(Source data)
+ + + +

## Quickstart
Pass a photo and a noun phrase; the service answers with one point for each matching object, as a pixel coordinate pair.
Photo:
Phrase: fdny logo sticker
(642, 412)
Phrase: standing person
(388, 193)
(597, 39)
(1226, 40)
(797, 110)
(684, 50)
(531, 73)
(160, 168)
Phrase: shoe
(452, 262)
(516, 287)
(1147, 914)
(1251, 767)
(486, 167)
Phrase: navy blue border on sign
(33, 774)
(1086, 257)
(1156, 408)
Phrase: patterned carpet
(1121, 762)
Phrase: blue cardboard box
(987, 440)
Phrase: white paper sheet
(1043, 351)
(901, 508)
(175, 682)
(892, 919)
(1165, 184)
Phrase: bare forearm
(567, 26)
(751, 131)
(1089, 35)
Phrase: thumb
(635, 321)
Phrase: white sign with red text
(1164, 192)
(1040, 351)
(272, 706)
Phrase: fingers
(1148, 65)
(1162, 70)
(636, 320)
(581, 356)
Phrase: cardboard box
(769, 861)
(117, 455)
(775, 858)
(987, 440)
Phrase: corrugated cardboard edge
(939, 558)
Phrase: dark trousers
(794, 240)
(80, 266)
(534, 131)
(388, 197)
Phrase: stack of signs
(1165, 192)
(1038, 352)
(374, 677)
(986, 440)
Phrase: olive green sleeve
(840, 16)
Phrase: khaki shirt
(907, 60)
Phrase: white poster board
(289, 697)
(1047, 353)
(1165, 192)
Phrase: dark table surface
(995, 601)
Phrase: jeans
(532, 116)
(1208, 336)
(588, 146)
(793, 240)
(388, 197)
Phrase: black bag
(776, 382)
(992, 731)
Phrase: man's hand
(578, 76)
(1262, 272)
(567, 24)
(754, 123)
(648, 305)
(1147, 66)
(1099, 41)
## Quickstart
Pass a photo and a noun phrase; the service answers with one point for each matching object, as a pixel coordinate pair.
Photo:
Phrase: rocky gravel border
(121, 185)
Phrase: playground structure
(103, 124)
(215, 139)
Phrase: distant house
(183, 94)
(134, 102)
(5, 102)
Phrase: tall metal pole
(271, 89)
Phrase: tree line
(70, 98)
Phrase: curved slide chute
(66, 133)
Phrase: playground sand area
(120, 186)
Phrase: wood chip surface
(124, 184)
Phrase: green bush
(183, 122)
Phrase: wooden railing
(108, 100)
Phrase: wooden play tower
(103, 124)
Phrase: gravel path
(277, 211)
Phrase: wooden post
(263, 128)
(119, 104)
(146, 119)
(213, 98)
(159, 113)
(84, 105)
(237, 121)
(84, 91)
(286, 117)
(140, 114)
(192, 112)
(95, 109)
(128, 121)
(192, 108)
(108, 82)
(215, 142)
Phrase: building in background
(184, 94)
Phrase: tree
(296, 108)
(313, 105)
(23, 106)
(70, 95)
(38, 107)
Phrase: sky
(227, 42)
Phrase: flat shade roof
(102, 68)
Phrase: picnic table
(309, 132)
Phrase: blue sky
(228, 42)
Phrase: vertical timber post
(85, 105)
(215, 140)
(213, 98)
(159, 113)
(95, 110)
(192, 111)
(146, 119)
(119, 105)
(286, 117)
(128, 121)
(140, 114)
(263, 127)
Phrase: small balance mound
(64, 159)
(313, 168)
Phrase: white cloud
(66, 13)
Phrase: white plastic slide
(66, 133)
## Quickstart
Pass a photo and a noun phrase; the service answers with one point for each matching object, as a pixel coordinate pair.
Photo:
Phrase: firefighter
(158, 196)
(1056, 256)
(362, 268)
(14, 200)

+ + + +

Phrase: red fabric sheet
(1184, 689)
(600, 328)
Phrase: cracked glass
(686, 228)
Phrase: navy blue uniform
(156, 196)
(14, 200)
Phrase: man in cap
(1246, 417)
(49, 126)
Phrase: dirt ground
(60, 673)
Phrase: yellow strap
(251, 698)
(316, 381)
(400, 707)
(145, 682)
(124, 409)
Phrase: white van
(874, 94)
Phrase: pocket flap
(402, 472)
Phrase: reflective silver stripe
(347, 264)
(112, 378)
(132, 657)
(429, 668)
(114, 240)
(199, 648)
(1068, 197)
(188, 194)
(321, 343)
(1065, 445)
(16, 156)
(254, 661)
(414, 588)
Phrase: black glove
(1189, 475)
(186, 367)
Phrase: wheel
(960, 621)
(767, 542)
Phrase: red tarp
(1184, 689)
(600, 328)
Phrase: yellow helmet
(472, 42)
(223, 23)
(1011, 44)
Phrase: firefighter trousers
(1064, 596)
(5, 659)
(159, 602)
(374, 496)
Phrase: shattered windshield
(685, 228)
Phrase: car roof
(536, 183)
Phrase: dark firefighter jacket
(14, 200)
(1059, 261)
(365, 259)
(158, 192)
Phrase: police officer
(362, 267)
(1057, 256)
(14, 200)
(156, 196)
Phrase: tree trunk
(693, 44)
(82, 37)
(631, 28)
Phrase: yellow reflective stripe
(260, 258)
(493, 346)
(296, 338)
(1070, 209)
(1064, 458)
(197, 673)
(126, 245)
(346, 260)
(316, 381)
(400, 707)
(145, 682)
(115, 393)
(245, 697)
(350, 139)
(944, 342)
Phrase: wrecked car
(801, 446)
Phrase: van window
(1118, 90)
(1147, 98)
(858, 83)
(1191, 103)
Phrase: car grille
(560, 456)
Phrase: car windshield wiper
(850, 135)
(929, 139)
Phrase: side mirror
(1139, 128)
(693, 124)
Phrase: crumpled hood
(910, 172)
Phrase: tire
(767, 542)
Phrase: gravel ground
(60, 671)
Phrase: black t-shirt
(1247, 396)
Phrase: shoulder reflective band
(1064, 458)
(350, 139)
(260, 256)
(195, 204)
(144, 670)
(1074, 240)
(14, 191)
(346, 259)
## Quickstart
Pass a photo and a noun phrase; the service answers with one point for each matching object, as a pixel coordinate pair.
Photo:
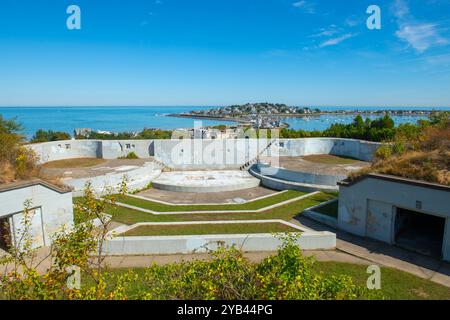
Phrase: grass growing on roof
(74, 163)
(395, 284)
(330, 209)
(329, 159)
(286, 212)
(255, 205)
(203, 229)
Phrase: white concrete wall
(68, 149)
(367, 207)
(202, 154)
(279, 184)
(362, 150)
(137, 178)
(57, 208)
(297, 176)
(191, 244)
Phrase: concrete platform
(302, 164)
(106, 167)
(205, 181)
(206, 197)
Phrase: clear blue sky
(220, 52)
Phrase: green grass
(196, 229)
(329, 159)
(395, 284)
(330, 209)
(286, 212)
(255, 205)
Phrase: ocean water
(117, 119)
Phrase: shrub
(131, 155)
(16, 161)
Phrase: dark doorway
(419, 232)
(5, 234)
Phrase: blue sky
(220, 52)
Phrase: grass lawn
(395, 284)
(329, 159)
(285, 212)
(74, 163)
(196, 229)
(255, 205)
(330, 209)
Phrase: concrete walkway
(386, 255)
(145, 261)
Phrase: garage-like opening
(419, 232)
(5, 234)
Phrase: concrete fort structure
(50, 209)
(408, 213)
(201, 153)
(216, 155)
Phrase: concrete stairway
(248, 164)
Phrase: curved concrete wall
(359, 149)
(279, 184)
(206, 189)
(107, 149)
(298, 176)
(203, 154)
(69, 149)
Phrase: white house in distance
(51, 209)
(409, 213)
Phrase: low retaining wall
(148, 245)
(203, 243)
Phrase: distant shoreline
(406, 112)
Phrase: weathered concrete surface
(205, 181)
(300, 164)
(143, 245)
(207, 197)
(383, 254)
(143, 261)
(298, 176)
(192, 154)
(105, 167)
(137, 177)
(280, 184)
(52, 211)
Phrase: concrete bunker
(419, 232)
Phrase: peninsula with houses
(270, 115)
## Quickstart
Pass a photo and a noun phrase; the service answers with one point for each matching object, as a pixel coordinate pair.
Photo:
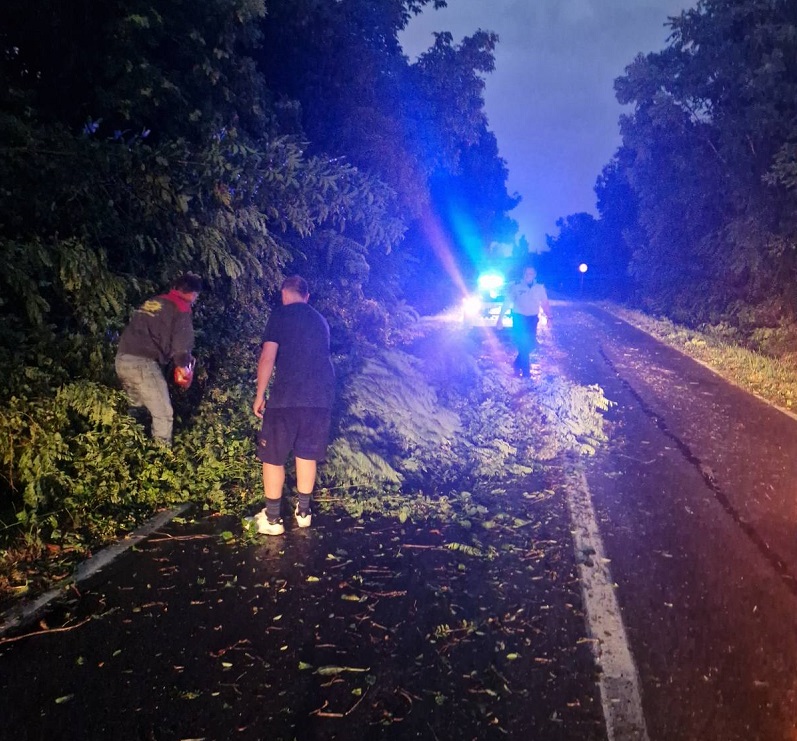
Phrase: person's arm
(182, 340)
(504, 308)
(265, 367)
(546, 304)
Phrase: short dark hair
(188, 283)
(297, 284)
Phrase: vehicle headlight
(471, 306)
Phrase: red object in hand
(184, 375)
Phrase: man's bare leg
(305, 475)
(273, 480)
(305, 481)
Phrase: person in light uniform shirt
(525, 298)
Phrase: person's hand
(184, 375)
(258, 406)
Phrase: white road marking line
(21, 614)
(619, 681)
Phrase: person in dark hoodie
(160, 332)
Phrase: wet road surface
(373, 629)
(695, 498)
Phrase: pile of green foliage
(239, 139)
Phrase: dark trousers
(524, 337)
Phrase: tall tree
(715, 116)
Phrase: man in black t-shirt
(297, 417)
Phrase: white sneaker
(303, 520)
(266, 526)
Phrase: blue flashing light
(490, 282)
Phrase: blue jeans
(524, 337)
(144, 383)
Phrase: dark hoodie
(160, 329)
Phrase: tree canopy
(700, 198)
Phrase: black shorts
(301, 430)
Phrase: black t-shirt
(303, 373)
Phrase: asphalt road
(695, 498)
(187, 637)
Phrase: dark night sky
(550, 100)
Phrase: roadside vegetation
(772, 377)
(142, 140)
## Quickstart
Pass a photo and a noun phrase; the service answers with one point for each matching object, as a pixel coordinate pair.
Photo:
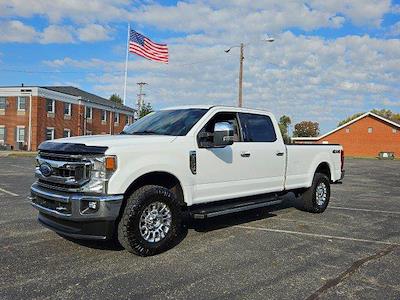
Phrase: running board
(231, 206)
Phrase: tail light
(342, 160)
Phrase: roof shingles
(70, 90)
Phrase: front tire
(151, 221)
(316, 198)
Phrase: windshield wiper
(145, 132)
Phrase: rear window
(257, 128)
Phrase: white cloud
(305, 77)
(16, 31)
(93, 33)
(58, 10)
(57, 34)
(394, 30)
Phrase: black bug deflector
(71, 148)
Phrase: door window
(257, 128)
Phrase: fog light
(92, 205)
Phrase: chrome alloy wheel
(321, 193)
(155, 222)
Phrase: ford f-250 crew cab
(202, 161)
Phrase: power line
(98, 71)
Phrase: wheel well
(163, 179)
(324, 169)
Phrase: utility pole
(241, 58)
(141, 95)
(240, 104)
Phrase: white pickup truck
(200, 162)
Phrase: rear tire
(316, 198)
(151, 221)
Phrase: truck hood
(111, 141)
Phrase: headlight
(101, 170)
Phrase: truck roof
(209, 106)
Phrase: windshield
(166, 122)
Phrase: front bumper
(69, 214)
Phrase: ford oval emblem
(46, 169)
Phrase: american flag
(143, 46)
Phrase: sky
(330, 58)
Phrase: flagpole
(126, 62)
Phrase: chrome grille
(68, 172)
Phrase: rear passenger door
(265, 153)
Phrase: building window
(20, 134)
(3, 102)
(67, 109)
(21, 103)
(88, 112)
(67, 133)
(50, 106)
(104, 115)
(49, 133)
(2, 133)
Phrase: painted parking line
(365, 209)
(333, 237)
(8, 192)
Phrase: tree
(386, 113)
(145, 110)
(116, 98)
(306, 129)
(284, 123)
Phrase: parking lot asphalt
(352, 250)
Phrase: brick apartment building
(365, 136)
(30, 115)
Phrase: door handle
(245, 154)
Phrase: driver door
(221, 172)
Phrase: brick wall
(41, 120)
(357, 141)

+ + + +

INSTRUCTIONS FOR THE TASK
Count the rows above that contain the string "headlight", and reply with that number alone.

ANSWER
2